▸ **課題について**
「在宅時間」市場の競争を扱った文章を、最後に示された文のあとから書き継ぐこと。

▸ **対象の文章**
####

最近の自宅利用のガジェットや健康志向にみる「在宅時間」市場の競争
【今日のポイント】
オミクロン株の流行やテレワークの推進により、自宅で過ごす時間が増えています。
従来屋外などの自宅外で満たしていたニーズの自宅への取り込みも含めて、「在宅時間」という市場の競争に備えるため、自社の提供価値を上位概念で捉えて、異業種含めて市場動向の把握を行うことが必要と考える次第です。
【目次】
1.2021年のテクノロジーの「必需品」とは Tech ‘must-haves’ of 2021
2.[意識調査]「香りの空間演出」が施設・店舗への来店意欲にもたらす影響について
3.在宅時間(自宅で過ごす時間)と言う市場での新商品、サービス競争が激化しつつある
1.2021年のテクノロジーの「必需品」とは Tech ‘must-haves’ of 2021
2022/2/3の1日5分ビジネス英語に表記の記事が掲載されていました。
(引用は『』でくくります。太字と改行は筆者挿入。以下同じ。)
『今は生産性向上のため、あるいはレジャーのために使われる新しいガジェットやアプリが、人々を夢中にさせているようです。』

####

(保存済みデータ項目)
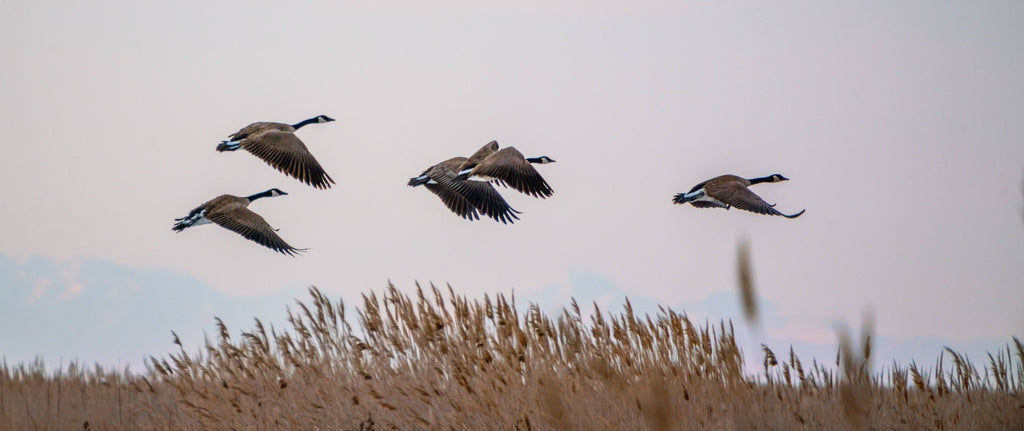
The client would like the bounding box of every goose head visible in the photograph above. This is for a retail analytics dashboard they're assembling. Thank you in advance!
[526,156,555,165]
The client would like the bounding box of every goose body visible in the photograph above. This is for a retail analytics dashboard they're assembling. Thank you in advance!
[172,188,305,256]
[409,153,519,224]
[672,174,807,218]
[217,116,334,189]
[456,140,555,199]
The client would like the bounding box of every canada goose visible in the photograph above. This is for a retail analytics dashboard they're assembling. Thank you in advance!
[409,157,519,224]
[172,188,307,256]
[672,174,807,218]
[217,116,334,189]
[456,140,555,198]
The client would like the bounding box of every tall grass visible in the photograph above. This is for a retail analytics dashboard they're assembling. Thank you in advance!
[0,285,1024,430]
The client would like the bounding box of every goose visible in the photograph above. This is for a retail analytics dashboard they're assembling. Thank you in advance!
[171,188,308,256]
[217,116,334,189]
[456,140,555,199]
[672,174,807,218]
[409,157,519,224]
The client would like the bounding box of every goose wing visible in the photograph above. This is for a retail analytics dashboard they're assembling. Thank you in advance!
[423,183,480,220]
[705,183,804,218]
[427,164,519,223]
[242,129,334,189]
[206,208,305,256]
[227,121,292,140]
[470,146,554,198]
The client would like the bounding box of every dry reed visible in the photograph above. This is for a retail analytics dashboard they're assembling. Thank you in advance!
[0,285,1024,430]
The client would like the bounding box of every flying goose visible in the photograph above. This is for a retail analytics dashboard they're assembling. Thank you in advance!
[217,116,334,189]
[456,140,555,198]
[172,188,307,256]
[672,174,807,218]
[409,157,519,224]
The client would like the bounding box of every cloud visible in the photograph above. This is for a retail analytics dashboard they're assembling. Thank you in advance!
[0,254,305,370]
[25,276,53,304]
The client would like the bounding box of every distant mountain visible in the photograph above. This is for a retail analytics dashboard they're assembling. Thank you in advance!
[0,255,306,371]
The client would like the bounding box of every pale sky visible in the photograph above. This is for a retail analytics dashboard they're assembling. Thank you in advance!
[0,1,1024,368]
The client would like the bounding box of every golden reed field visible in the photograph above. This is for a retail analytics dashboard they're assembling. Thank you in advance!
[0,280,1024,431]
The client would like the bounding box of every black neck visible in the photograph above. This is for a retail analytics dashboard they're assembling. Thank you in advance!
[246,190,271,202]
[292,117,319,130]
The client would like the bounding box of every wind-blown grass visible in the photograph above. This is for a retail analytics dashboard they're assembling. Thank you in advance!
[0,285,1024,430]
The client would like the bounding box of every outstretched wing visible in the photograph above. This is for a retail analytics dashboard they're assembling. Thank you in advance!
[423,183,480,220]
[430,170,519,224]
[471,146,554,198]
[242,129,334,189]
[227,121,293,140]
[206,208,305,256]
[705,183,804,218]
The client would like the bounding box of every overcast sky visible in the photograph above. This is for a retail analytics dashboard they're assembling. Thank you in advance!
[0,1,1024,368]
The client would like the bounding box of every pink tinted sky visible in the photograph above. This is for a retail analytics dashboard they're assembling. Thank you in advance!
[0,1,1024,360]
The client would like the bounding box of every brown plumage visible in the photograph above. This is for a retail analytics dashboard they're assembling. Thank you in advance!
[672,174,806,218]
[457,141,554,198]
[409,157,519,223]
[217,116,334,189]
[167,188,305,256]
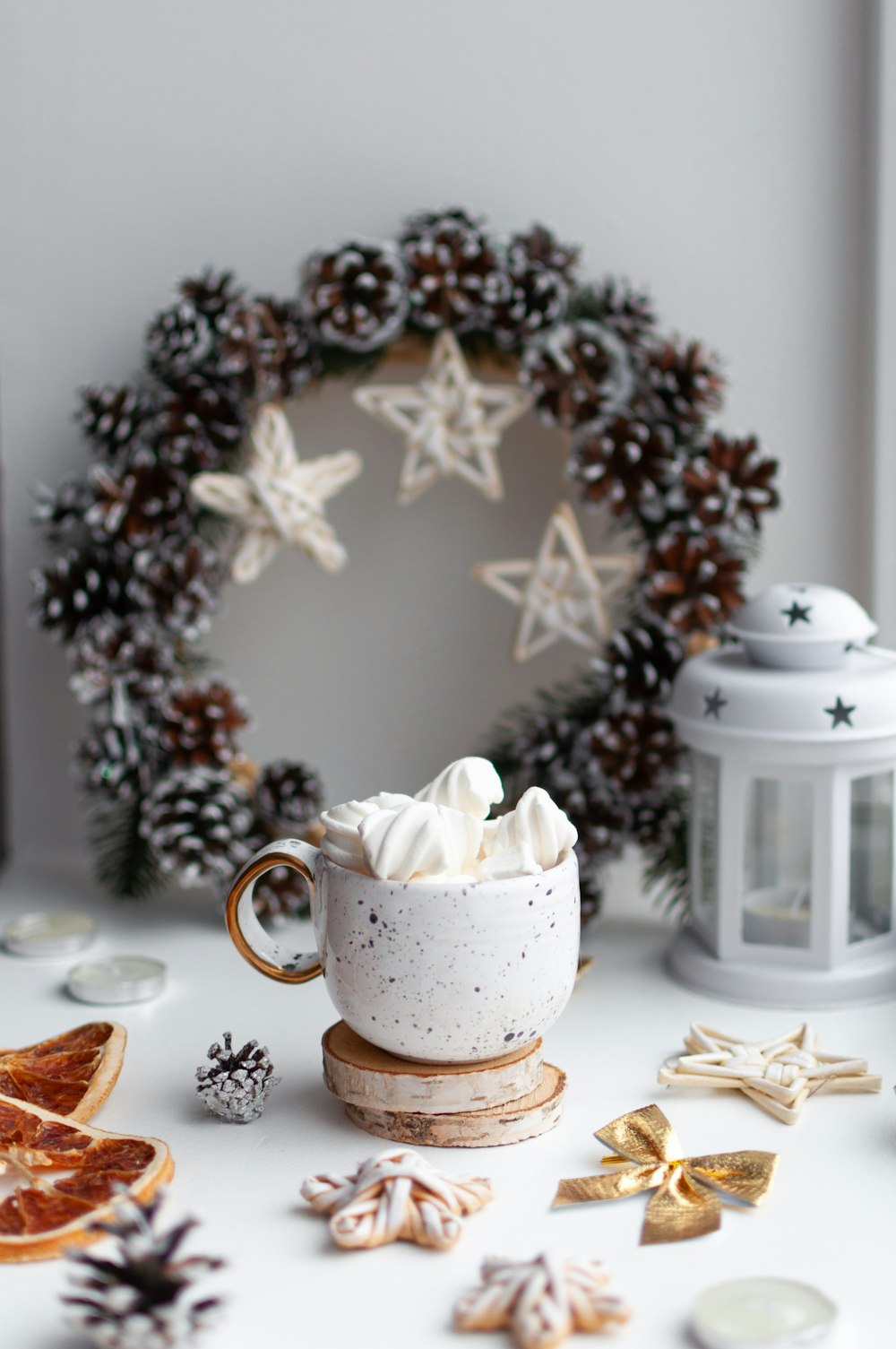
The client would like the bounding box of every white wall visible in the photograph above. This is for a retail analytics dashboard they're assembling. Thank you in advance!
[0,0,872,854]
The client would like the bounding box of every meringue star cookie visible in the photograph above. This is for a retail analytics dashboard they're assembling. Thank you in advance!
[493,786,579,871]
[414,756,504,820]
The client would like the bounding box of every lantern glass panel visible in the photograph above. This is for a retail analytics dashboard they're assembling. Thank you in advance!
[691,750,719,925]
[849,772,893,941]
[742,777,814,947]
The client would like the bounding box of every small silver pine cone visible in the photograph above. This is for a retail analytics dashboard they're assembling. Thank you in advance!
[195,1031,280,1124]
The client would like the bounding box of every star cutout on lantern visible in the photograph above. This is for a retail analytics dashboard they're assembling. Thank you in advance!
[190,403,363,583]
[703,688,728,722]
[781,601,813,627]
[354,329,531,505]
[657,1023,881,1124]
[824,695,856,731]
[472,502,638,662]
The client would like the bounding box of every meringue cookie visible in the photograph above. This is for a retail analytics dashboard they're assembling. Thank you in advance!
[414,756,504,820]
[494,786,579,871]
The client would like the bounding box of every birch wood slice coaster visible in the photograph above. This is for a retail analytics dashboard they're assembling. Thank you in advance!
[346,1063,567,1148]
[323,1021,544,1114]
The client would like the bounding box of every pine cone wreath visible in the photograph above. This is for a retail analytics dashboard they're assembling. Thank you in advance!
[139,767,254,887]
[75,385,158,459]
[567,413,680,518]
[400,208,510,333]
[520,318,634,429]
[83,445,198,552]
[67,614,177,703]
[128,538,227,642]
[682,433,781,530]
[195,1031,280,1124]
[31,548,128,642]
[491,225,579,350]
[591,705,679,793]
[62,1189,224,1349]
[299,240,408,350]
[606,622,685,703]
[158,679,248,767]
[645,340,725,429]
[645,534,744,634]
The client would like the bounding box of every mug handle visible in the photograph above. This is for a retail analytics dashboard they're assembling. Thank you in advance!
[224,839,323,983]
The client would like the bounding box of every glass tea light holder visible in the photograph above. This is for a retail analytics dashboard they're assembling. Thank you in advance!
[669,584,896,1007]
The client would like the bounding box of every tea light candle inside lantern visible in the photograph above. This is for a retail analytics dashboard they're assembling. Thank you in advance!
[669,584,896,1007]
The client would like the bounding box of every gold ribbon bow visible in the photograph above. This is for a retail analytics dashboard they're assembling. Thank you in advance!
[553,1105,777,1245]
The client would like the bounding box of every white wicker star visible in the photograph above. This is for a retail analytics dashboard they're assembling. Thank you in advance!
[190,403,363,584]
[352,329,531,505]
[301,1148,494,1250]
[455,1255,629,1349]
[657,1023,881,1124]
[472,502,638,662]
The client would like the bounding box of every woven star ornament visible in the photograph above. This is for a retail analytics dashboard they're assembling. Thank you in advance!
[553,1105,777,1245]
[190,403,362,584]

####

▸ **課題の解答**
同記事では、スマートロック、室内ジム用バイク、部屋の中で容易にものを探せるボタン型装置などを紹介しています。
屋内、特に自宅で快適に過ごすためのガジェットやサービスが広がっていることが窺えるかと思います。
2.[意識調査]「香りの空間演出」が施設・店舗への来店意欲にもたらす影響について
2022/1/27にアロマ製品の開発から香りのある空間のプロデュースまでをトータルに提供するアットアロマ株式会社は表記のプレスリリースを公表しました。
『<調査結果のまとめ>
1.香りの空間演出については、
施設・店舗に対する印象や、再来店への意欲に対して良い影響を与えるという結果が得られました。「香りの空間演出」がある場合、
・その施設・店舗に好意的な印象を持つ 93.8%
・「高級感がある」「清潔感がある」と感じる 61.2%「香りの空間演出」がある場合、
・その施設・店舗にまた行ってみたいと思う 87.6%2.新型コロナウイルス流行下におけるアロマの利用については、
おうち時間の増加やテレワークの普及などにより、個人のアロマ利用が増加傾向にあることが分かりました。』
調査結果の詳細はこちら
⇒同社は自社紹介サイト (https://www.at-aroma.com/about/)で、
『世界最高水準のデザインクオリティで、アロマ製品の開発から香りのある空間のプロデュースまでをトータルに提供しています。』
と語っています。
香りは「うなぎの蒲焼」のように昔から、プロモーションに利用されてきましたが、
顧客向けのマーケティングだけでなく、脳や心と生産性(集中力など)の関係が注目されている中、脳や心への影響の大きい香りも生産性等の面での活用が、同社も述べているような、空間全体のデザインの一部としても進む可能性を感じた次第です。
また、1日5分ビジネス英語では2022/2/2に音楽と健康に関する以下の記事を掲載しています。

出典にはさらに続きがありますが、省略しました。